Point-per-instance localization data:
※ ※ ※

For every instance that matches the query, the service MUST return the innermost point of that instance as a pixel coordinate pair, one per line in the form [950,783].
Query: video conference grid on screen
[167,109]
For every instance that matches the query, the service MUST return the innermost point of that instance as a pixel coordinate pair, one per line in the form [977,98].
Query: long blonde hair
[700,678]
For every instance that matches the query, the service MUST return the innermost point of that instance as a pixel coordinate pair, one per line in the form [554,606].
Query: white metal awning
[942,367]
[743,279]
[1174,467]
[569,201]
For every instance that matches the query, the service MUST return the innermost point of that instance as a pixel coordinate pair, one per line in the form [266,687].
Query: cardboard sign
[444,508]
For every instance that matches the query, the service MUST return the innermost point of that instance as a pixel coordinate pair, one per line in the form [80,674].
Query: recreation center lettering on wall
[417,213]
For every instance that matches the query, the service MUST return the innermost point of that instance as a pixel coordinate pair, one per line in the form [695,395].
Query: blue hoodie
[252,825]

※ ※ ※

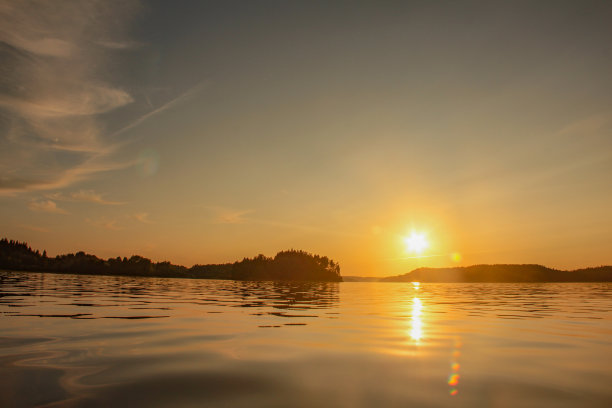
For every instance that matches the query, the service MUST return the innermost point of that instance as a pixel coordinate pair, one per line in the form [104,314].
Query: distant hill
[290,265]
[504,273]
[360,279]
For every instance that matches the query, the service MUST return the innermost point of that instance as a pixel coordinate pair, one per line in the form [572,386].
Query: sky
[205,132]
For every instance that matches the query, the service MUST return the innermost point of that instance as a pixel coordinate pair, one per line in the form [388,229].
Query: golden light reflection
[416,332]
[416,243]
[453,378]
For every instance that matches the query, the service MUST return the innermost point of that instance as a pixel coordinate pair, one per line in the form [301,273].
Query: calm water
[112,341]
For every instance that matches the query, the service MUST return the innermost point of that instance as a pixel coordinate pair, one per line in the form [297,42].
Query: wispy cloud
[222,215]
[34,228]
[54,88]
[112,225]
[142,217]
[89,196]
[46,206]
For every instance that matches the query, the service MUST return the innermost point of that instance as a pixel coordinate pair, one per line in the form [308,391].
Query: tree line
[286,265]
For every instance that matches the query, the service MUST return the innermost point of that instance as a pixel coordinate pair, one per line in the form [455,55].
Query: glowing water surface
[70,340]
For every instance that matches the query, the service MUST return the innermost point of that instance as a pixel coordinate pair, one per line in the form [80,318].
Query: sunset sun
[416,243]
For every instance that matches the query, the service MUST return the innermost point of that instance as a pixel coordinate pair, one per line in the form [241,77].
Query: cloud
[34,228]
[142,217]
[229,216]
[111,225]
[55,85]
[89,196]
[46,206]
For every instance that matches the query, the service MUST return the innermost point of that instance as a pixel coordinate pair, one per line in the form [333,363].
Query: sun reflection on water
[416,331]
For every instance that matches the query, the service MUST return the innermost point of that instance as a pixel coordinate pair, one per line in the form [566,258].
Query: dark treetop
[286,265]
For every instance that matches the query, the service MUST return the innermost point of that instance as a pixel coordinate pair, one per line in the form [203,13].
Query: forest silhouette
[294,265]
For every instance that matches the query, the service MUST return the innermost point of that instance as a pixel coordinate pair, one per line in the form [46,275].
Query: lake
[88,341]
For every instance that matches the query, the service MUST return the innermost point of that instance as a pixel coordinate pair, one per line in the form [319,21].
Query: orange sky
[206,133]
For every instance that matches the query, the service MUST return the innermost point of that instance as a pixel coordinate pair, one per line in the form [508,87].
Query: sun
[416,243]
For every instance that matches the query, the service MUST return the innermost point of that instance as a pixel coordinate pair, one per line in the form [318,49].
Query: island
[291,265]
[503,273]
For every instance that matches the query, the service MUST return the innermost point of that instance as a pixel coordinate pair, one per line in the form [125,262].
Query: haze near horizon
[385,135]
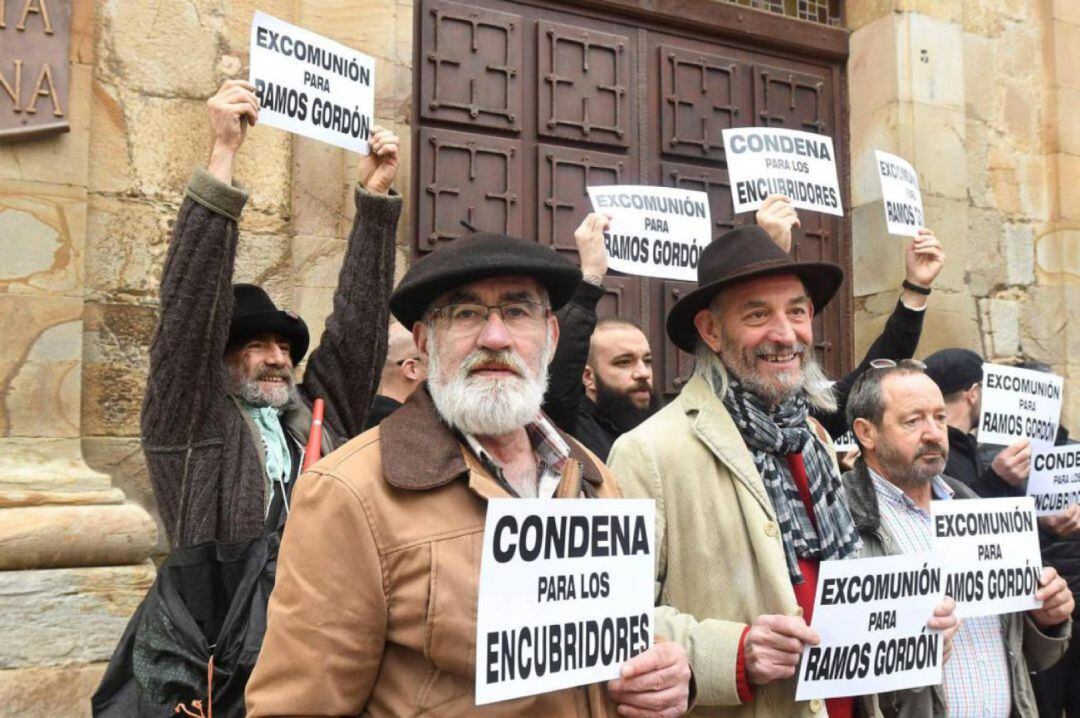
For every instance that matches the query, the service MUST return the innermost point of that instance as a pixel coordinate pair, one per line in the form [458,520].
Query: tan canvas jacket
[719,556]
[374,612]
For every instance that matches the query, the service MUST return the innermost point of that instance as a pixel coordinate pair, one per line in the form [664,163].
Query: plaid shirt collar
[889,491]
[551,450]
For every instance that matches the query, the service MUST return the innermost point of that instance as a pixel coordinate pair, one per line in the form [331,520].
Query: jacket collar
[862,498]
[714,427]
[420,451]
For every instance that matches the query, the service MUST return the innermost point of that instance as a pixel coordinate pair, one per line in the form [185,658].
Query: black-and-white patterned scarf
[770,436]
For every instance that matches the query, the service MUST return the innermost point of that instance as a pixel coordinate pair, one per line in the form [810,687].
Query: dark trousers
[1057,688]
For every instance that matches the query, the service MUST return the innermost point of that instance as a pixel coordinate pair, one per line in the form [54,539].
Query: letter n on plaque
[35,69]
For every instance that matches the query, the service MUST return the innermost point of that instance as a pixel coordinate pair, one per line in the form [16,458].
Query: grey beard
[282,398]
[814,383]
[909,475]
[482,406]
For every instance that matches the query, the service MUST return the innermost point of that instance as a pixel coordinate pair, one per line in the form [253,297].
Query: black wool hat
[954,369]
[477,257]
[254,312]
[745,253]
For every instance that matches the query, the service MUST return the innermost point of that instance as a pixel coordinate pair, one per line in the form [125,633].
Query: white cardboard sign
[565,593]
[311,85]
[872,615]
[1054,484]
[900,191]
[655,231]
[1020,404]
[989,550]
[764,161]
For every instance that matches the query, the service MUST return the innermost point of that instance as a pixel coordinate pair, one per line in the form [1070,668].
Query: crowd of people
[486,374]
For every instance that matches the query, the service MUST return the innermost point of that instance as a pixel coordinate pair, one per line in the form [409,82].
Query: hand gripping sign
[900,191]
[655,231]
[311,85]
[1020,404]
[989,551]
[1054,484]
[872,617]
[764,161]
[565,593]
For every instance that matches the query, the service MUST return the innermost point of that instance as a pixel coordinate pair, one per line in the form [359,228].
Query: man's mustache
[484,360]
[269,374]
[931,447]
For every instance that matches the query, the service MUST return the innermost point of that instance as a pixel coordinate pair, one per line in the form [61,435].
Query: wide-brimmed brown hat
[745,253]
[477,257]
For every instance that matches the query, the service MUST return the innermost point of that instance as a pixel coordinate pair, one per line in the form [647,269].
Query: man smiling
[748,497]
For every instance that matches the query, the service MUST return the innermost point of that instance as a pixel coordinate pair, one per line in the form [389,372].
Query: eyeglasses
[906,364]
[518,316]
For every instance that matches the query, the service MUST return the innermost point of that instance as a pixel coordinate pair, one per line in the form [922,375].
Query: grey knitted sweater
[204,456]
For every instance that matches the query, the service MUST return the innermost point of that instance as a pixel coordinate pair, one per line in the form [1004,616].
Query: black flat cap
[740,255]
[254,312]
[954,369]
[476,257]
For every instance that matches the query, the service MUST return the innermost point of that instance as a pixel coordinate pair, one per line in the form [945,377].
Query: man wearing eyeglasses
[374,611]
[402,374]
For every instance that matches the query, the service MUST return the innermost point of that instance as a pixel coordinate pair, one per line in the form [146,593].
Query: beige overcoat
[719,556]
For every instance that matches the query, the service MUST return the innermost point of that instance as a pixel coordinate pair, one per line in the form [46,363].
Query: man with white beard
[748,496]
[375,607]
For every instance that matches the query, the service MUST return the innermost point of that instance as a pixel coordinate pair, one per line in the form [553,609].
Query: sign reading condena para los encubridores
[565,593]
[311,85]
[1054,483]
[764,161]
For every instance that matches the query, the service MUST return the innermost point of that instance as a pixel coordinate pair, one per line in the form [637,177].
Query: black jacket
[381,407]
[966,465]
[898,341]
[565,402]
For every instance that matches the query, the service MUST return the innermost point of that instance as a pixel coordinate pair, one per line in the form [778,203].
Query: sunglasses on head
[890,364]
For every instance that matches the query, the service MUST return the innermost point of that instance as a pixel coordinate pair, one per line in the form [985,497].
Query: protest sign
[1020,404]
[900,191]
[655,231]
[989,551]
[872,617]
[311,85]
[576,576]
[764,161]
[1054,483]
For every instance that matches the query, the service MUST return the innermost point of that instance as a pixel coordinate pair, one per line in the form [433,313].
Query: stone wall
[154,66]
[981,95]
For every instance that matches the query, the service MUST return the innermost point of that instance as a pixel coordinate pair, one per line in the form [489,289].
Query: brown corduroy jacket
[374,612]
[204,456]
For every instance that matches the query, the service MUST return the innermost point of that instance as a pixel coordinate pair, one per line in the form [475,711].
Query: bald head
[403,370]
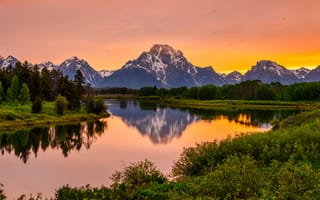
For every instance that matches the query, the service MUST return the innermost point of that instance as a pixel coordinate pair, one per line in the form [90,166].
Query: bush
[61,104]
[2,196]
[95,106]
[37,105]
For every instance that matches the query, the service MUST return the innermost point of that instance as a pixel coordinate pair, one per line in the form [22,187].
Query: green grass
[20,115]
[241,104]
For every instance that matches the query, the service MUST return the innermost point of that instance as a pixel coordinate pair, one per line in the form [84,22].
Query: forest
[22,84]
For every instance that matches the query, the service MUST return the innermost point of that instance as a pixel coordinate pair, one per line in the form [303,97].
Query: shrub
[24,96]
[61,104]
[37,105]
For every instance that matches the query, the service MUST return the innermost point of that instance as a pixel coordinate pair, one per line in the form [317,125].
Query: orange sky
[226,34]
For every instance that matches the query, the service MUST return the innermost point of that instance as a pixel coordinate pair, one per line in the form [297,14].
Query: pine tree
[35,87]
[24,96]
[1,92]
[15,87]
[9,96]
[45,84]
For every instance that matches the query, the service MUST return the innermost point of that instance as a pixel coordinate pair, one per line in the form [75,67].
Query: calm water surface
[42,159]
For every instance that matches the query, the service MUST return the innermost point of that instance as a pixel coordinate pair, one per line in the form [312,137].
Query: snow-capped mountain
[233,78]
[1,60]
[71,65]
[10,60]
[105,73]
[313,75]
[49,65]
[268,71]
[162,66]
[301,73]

※ ※ ※

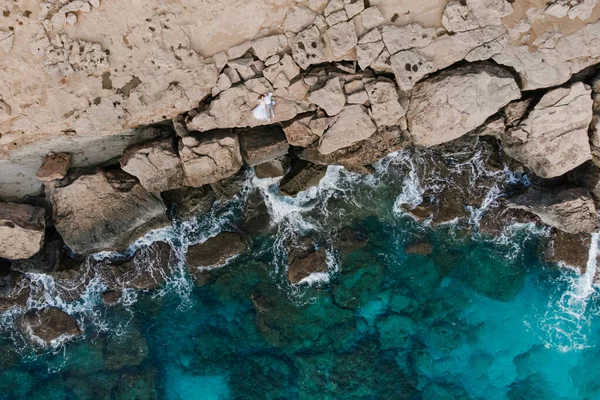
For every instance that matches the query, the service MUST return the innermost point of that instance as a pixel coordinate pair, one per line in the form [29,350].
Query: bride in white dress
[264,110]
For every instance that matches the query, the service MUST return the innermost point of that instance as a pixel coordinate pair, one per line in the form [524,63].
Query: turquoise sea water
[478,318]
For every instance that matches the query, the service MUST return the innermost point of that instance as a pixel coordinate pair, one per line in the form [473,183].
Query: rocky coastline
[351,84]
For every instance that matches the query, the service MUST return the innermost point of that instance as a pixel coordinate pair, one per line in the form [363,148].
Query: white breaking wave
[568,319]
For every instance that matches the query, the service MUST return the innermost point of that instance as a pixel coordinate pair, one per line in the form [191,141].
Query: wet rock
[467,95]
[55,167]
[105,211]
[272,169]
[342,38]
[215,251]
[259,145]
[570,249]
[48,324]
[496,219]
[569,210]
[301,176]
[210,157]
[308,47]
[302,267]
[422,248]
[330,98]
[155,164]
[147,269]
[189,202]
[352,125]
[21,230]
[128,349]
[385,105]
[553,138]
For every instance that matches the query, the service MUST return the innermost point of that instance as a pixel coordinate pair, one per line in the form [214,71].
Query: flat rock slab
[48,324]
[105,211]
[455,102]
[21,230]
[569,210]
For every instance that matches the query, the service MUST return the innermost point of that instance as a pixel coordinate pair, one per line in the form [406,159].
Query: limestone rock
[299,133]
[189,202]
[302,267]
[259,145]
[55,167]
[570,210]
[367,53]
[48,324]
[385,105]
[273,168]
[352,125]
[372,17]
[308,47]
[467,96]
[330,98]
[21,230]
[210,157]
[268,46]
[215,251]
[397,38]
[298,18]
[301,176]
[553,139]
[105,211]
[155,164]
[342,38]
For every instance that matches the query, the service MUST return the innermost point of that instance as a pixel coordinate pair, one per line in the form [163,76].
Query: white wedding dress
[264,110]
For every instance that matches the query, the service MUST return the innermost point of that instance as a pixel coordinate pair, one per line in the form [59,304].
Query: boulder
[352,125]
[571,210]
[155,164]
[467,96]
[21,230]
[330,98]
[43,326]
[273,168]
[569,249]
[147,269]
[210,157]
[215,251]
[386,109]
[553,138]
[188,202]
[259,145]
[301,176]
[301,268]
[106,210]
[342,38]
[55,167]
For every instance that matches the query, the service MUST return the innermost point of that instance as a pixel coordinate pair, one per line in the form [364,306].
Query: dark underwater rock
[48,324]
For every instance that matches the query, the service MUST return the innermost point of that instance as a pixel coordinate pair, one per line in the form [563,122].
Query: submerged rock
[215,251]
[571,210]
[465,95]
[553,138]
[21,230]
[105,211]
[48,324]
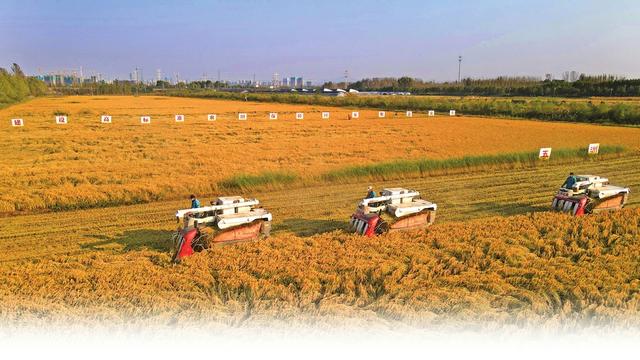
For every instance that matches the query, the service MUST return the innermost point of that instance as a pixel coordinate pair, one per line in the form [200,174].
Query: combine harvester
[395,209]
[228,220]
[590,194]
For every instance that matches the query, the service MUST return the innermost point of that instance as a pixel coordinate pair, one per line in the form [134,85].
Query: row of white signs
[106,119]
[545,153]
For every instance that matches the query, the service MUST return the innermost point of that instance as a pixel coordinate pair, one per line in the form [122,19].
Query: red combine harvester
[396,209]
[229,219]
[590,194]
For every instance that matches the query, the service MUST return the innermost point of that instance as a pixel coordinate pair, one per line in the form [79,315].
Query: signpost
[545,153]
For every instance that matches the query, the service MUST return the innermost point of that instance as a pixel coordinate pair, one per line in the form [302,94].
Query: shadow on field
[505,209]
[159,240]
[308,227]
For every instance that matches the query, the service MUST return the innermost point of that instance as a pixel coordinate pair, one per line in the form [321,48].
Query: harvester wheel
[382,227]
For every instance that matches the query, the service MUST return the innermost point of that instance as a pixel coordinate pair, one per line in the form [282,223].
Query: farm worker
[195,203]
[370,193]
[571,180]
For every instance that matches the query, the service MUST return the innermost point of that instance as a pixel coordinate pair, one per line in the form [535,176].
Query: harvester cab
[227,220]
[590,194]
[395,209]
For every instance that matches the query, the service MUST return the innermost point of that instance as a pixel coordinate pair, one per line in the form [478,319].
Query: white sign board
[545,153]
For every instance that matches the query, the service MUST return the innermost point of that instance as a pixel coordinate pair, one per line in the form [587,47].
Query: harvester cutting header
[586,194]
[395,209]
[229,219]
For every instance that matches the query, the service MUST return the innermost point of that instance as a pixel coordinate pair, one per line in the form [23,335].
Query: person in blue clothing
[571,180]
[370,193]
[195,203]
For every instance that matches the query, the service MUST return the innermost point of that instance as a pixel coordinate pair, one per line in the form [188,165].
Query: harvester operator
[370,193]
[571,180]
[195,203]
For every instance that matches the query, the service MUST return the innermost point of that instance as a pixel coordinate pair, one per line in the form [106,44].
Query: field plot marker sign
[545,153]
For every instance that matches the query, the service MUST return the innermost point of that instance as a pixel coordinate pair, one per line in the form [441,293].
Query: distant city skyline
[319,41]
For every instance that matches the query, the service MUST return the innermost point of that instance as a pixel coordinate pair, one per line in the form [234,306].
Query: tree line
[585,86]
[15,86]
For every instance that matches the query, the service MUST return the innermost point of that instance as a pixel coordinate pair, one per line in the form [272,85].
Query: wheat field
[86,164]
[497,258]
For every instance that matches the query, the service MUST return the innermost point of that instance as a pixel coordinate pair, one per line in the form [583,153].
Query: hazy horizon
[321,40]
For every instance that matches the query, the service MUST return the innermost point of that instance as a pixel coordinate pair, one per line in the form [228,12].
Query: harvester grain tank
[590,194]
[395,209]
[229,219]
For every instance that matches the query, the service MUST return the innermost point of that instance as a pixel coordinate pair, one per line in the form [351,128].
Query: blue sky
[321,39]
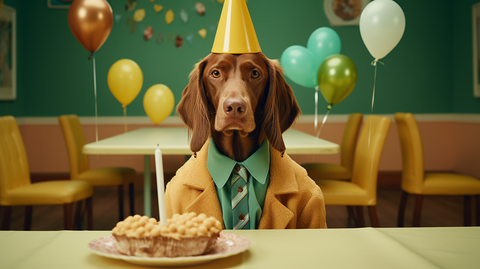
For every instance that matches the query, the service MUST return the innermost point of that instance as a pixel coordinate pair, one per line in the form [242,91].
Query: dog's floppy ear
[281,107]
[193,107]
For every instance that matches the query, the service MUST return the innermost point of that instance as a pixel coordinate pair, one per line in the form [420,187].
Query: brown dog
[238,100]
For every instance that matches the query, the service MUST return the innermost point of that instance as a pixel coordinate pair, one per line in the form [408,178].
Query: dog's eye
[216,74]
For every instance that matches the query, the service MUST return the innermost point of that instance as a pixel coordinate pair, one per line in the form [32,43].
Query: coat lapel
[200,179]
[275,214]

※ ※ ※

Your answer should consist of the lines from the line with "the form [553,609]." to the line with "the form [985,497]." above, repeated exactly, both ends included.

For every instance that matches the query, the service MUST return the innermost point of that instance as a pixel coordinate pair, one per line in the form [553,609].
Query: sign reading condena para los encubridores
[565,593]
[311,85]
[1054,483]
[764,161]
For every instance that matches the query, the service MUST return the innermost point of that instance as a pixel coordinate pair, one per line in the form [637,177].
Query: black jacket
[381,407]
[966,465]
[898,341]
[565,402]
For every instance that matches the query, the service MUST return the innermost point of that instance as a pixel coordinate pair, one per line in the form [778,203].
Query: sunglasses on head
[890,364]
For every instance that matches the query, the service MUST return the innermost point of that instance as a pixel coordinate pair, one per line in the form [985,497].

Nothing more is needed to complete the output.